## Exercise prompt
Copy exactly the stretch of data below from the line with "column 290, row 222" through the line with "column 134, row 303", including both of those lines.

## Source records
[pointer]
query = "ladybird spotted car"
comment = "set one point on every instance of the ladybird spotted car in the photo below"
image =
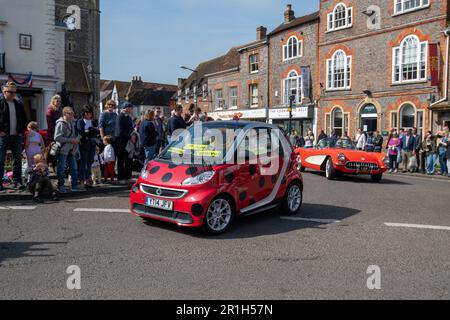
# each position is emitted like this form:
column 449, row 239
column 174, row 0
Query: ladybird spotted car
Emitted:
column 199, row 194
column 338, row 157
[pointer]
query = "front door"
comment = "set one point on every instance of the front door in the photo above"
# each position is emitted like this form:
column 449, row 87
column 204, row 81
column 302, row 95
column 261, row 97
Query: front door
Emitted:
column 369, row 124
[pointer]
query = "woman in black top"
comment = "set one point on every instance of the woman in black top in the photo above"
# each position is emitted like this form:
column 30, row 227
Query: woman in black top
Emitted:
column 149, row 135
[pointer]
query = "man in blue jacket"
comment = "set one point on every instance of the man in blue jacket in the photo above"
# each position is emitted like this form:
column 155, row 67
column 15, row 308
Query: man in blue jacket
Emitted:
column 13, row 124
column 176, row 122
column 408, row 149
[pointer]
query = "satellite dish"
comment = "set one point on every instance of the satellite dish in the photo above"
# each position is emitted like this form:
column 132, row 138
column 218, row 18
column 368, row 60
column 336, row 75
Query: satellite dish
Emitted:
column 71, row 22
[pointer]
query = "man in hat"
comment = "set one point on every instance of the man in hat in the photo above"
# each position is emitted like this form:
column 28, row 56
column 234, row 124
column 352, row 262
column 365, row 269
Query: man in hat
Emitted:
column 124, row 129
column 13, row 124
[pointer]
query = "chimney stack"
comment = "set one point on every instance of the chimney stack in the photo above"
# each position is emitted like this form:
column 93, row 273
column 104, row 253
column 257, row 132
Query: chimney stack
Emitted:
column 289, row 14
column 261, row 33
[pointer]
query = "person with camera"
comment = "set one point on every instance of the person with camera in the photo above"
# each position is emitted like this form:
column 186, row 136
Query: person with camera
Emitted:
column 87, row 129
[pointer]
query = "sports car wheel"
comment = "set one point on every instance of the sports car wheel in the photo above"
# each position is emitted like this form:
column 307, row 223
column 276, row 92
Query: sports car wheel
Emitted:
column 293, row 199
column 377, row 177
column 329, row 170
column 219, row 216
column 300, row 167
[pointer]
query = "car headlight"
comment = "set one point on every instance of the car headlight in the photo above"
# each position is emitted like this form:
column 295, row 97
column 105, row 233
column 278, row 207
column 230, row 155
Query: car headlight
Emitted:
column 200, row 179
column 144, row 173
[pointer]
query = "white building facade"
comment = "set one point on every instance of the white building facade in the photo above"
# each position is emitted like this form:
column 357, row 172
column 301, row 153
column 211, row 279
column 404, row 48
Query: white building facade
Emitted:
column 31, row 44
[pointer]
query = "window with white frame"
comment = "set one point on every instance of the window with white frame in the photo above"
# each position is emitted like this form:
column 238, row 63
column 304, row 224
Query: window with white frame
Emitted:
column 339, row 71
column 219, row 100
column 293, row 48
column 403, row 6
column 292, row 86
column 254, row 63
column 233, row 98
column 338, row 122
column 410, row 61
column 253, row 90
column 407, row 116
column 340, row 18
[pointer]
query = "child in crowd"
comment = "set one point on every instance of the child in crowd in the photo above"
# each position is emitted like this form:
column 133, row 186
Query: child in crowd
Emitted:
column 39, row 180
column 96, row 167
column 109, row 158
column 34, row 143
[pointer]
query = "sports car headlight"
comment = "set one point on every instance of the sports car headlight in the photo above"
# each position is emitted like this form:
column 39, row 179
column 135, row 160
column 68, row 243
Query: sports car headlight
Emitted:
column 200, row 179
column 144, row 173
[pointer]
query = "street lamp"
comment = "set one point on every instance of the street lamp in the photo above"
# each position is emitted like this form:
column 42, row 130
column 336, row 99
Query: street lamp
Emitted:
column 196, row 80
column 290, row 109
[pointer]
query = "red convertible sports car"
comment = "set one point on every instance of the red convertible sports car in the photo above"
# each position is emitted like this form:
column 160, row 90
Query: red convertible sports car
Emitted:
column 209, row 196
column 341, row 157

--

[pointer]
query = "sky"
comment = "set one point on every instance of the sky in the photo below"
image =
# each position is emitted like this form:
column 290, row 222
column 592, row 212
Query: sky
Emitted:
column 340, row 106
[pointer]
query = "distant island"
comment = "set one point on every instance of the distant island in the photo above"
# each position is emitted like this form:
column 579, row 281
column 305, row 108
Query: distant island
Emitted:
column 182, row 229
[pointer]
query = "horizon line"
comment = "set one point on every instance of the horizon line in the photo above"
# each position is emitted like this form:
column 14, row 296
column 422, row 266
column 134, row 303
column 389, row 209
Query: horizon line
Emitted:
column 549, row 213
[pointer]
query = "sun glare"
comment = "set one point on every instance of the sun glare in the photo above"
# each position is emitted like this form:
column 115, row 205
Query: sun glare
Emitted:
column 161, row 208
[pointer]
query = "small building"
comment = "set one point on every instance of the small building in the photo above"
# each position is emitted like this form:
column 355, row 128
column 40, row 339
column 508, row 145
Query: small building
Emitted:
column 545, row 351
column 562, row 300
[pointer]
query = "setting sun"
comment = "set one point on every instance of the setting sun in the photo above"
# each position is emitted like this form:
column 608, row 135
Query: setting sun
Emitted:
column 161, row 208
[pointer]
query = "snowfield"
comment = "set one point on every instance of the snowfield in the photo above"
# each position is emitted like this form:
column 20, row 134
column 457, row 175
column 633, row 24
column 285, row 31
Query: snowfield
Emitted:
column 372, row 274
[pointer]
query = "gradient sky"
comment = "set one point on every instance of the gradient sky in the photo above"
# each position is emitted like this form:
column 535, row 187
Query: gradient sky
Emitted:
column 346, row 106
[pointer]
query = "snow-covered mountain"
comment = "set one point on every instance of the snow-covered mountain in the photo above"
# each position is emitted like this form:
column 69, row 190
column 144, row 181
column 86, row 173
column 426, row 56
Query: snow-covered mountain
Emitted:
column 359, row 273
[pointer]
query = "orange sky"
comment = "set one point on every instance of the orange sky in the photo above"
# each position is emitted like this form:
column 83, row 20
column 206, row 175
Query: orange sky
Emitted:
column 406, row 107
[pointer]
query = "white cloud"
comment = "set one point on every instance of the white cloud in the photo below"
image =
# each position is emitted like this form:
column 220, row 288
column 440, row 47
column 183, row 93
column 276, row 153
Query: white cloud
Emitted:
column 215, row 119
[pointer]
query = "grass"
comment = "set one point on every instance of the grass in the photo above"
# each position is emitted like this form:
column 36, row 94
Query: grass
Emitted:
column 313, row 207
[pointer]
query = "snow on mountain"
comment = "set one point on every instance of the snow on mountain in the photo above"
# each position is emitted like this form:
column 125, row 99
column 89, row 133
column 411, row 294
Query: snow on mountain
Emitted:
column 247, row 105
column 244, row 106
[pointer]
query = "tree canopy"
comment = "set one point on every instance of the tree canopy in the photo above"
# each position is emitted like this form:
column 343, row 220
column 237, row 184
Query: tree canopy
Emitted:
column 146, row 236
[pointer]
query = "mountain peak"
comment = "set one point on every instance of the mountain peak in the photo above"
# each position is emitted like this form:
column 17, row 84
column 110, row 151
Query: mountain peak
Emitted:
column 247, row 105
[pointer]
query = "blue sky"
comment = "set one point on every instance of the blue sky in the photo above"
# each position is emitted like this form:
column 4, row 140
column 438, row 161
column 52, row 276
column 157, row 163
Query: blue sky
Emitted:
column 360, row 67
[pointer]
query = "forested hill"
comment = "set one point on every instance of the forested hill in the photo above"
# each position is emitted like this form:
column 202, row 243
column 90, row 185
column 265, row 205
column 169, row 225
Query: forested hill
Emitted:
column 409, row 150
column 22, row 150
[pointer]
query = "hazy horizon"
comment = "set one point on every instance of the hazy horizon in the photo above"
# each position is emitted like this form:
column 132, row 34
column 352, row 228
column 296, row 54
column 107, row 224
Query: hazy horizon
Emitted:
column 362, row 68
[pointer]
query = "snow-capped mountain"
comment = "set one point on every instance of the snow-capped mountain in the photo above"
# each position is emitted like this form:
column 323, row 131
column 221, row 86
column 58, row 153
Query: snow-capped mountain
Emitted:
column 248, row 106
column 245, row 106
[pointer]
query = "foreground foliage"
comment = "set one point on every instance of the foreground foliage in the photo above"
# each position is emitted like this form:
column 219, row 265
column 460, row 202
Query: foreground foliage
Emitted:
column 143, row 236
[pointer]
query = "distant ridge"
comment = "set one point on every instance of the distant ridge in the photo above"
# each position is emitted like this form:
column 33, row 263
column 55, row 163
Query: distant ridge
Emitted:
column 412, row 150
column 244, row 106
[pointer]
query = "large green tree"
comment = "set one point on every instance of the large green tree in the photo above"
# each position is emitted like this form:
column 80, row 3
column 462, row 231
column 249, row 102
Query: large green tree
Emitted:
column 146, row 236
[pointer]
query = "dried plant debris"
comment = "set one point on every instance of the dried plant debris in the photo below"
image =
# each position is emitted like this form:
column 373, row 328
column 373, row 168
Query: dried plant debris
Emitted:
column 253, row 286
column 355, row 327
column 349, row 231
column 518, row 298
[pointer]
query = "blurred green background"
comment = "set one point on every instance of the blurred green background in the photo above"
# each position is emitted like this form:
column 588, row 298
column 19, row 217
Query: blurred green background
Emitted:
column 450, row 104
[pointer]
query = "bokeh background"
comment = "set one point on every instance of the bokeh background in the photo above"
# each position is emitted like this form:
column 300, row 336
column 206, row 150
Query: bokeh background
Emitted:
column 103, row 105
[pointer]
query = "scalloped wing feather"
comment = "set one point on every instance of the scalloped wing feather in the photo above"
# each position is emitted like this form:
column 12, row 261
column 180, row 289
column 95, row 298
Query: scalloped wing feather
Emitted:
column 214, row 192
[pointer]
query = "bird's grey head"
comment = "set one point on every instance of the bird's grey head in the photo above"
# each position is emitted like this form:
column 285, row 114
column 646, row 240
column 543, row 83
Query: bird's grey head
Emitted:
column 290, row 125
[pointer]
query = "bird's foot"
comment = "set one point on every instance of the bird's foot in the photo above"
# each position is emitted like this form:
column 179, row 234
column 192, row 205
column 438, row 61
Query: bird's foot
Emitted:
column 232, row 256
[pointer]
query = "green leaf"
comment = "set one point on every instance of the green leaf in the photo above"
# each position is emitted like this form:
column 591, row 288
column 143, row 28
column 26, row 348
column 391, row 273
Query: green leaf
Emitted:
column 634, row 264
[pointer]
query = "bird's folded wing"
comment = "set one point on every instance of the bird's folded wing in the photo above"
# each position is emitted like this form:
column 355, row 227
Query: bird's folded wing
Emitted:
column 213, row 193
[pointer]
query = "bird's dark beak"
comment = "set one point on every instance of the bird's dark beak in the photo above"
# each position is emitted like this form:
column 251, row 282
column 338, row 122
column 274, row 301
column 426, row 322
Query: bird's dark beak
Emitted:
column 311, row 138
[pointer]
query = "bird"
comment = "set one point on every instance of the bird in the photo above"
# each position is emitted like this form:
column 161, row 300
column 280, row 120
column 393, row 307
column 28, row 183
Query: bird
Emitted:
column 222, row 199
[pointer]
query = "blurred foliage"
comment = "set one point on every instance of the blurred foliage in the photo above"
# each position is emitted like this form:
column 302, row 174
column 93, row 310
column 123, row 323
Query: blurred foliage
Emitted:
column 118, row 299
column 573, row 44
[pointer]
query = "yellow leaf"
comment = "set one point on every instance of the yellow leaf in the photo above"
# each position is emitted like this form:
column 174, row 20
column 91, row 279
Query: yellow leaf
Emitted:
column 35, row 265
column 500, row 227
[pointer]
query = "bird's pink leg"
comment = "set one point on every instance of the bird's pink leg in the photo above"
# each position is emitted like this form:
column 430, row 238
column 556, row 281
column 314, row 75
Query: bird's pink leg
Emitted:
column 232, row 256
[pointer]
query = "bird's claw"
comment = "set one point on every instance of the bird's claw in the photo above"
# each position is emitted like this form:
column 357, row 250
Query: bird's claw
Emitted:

## Expected answer
column 290, row 222
column 592, row 212
Query: sky
Emitted:
column 340, row 106
[pointer]
query = "distant island"
comment = "set one point on every instance of the distant island in the photo above"
# each position is emitted like this form:
column 579, row 281
column 305, row 108
Query: distant island
Emitted:
column 182, row 229
[pointer]
query = "horizon line"
comment = "set one point on every instance of the horizon line in the photo above"
# each position is emitted like this form:
column 14, row 296
column 422, row 266
column 134, row 303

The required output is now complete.